----- READING PASSAGE

Panel on AI and Disinformation:

Seeing is Misbelieving: Decoding AI Visual Deception

Event Overview

Within our contemporary and vast media landscape, audio-visual content holds a very important place, with photos, images and videos being particularly prevalent, and engaging.

With technological advancements, particularly the rise of generative AI, the line between real and virtual is getting increasingly murkier. The surge of hyper-realistic AI-generated content like deepfakes increasingly reshapes our social, cultural, and political landscapes, while challenging our ability to discern truth from fabrication.

This event serves as a “big reveal” to a report developed over the last year by the the Computer Research Institute of Montreal (CRIM), in collaboration with the uOttawa Information Integrity Lab. The report entitled: Visual and Multimodal Disinformation: Analysis, Challenges, Solutions, examines the current state of audio-visual disinformation media, with the aim of investigating the risks posed by deepfakes and other synthetic media, and to identify strategies and countermeasures to deal with this phenomenon.

The panel “Seeing is Misbelieving: Decoding AI Visual Deception will address recent developments in AI generated media and explore various strategies in dealing with them, including: technological advancements in detection and attribution; synthetic media’s economic and political impact; policy frameworks to regulate the creation and dissemination of synthetic content; generative AI and the ethical, legal and normative implications and, content moderation of platforms and free speech.

Moderator: Jennifer Irish

Ms. Irish was appointed as the Director of the Information Integrity Lab of the University of Ottawa in September 2023. The mission of the Lab is to advance understanding, research and analysis and mitigation measures related to of disinformation and misinformation. She serves concurrently an Associate at University of Ottawa’s Telfer Centre for Executive Leadership, as Program Director of its Executive Security and Intelligence Leadership Certificate. She brings to these positions more than three decades of senior level government experience in foreign affairs, humanitarian and refugee issues, and national and international security -- including in intelligence trends and threat assessment.

 

Schedule

1:00 p.m.

Opening and Welcome by Serge Blais, Executive Director, uOttawa Professional Development Institute

1:05 p.m. Setting the Stage and Introduction of Panelist, Jennifer Irish, Director, uOttawa Information Integrity Lab

1:10 p.m.

Houman Zolfaghari, Scientific Director, Computer Research Institute of Montreal (CRIM)

1:20 p.m.

Lena-Maria Böswald, Policy and Advocacy Manager, Das NETTZ

1:30 p.m.

Céline Castets-Renard, Faculty of Law, Civil Law, uOttawa and Research Chairholder Accountable AI in a Global Context

1:40 p.m. Discussion
2:10 p.m. Closing Remarks / Networking with Refreshments

* Schedule may be subject to change.

----------
----- PROVIDED DATA

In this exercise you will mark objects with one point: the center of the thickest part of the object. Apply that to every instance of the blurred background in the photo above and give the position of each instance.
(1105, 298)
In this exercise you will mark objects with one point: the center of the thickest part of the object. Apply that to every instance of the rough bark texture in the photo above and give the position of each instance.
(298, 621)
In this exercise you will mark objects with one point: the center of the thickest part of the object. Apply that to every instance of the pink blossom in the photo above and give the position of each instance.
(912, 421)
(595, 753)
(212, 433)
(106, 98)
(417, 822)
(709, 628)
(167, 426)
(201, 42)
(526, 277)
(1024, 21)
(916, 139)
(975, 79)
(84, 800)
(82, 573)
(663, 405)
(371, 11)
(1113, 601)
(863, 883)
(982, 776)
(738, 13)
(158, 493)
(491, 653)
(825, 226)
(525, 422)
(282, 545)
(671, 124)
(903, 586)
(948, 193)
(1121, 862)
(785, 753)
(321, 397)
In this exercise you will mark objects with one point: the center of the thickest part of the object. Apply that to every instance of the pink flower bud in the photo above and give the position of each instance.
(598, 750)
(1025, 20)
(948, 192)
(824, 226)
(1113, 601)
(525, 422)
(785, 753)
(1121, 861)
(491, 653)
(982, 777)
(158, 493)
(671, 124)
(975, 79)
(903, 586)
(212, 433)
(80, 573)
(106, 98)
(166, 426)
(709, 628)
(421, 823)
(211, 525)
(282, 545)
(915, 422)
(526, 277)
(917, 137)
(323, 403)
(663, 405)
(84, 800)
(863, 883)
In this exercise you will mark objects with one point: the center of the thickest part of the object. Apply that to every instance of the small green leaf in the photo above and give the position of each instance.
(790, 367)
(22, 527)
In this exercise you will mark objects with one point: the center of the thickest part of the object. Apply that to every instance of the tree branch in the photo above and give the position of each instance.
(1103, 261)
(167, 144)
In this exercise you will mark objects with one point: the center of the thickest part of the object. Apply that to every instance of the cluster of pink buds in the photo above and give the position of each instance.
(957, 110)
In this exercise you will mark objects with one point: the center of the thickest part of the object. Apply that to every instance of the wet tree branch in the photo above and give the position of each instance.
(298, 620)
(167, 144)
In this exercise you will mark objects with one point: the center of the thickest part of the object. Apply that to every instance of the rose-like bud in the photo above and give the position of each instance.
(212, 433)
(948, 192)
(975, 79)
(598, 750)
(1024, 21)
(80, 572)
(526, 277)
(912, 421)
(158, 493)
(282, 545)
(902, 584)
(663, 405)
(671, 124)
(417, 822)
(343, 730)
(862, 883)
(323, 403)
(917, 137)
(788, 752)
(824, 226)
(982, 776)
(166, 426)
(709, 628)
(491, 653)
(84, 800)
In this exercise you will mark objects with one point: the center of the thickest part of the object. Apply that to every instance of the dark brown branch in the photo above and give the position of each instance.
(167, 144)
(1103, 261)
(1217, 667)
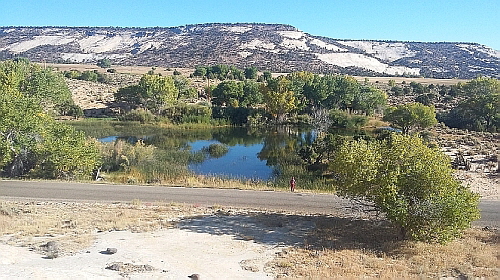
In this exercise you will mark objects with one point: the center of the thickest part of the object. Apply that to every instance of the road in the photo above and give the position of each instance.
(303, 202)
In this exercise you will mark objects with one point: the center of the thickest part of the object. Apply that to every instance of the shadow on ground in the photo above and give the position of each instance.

----------

WRITTEN REQUEST A
According to the event overview, what is making the line between real and virtual harder to draw?
WRITTEN REQUEST B
Could you reproduce the event overview text starting at "Panel on AI" and ending at "truth from fabrication."?

COMPLETE RESPONSE A
Technological advancements, particularly the rise of generative AI, are making it harder. The surge of hyper-realistic AI-generated content like deepfakes challenges our ability to discern truth from fabrication.

COMPLETE RESPONSE B
Panel on AI and Disinformation:

Seeing is Misbelieving: Decoding AI Visual Deception

Event Overview

Within our contemporary and vast media landscape, audio-visual content holds a very important place, with photos, images and videos being particularly prevalent, and engaging.

With technological advancements, particularly the rise of generative AI, the line between real and virtual is getting increasingly murkier. The surge of hyper-realistic AI-generated content like deepfakes increasingly reshapes our social, cultural, and political landscapes, while challenging our ability to discern truth from fabrication.